**REQUIRED TASK**
Rewrite the records below, changing every "shown by this sample" to "as in this sample" and leaving the rest untouched.

Coordinate annotation entries
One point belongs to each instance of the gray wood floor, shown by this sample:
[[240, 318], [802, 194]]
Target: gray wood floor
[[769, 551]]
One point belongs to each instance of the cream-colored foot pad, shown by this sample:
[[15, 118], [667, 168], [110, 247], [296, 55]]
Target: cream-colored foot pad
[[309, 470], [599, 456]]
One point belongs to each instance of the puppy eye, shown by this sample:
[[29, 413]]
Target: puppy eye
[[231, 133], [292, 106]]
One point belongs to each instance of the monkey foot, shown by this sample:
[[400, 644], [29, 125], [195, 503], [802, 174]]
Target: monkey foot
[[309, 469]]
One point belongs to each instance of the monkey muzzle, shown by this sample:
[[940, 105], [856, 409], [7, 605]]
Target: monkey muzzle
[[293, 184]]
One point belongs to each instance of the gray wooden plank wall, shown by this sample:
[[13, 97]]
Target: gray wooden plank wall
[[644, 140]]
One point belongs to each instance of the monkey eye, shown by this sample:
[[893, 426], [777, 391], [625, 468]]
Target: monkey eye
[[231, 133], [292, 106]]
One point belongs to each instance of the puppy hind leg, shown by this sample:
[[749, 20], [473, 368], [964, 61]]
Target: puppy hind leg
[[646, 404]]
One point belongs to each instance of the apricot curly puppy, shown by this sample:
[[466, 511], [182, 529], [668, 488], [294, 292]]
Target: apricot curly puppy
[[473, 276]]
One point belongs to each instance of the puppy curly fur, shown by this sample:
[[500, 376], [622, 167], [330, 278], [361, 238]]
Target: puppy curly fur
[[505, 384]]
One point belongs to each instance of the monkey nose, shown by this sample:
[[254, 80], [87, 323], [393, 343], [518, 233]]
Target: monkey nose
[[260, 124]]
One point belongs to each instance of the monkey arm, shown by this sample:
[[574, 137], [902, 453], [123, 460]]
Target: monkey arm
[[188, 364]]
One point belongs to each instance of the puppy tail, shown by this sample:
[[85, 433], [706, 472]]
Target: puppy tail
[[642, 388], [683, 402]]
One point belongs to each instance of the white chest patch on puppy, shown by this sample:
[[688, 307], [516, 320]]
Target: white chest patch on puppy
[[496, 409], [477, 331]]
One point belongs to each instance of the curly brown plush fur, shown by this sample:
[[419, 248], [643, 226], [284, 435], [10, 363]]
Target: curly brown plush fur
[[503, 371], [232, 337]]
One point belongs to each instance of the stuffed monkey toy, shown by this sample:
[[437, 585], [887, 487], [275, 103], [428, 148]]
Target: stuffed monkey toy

**WORKED SOLUTION**
One point belongs to each instance of the gray wood floor, as in this sample:
[[240, 318], [802, 194]]
Target: gray wood floor
[[769, 551]]
One point belongs to each instance of the cream-colored foot pad, as in this sample:
[[15, 118], [667, 168], [110, 247], [296, 55]]
Target: cream-colored foot pad
[[309, 470], [599, 456]]
One point belongs to each instance of the puppy eye, as in this sample:
[[29, 413]]
Target: puppy eye
[[231, 133], [292, 106]]
One point belongs to each instance of the monkey foot, as in this sample:
[[400, 644], [29, 125], [195, 503], [802, 174]]
Target: monkey foot
[[309, 469]]
One point belongs to each instance of the monkey muzzle, as in this sample:
[[940, 105], [856, 409], [7, 605]]
Target: monkey muzzle
[[293, 184]]
One point belongs to each instance of the gray wooden plank wall, as in this sample:
[[13, 97]]
Target: gray wooden plank wall
[[644, 140]]
One point belongs to each instance of the monkey eye, as in this sample:
[[893, 426], [777, 391], [625, 468]]
Target: monkey eye
[[231, 133], [292, 106]]
One point belongs to each instance of the puppy hind leg, as in this sample:
[[749, 20], [473, 368], [964, 61]]
Target: puppy hind leg
[[646, 404]]
One point belongs to each instance of the apricot curly puppy, as in this sample:
[[466, 511], [182, 529], [668, 488], [294, 292]]
Target: apricot curly puppy
[[473, 276]]
One point belongs to each instance of the puppy curly fur, as in this sample:
[[500, 376], [622, 167], [330, 278], [361, 238]]
Target: puppy curly fur
[[505, 384]]
One point belongs to each instance of the monkey nose, as in this sample:
[[254, 80], [87, 323], [393, 343], [518, 233]]
Target: monkey nose
[[260, 124]]
One point belongs to each instance of the monkey arm, as in this sample:
[[574, 137], [902, 453], [123, 460]]
Target: monkey arm
[[188, 364]]
One point belongs to each instance of the puppy tail, as in this sample:
[[85, 433], [706, 472]]
Target: puppy tail
[[642, 388], [683, 402]]
One point belongs to each instance of the white chest patch on puppy, as in this sample:
[[688, 307], [516, 320]]
Target: white chest patch on puppy
[[496, 409], [477, 331]]
One point belongs to each instance of the curly brown plush fur, as in this sample:
[[419, 248], [643, 226], [284, 435], [10, 363]]
Target: curly brown plush fur
[[503, 371], [232, 337]]
One point belongs to each instance of the stuffed monkey toy, as in this sample:
[[437, 585], [887, 487], [275, 103], [428, 148]]
Target: stuffed monkey toy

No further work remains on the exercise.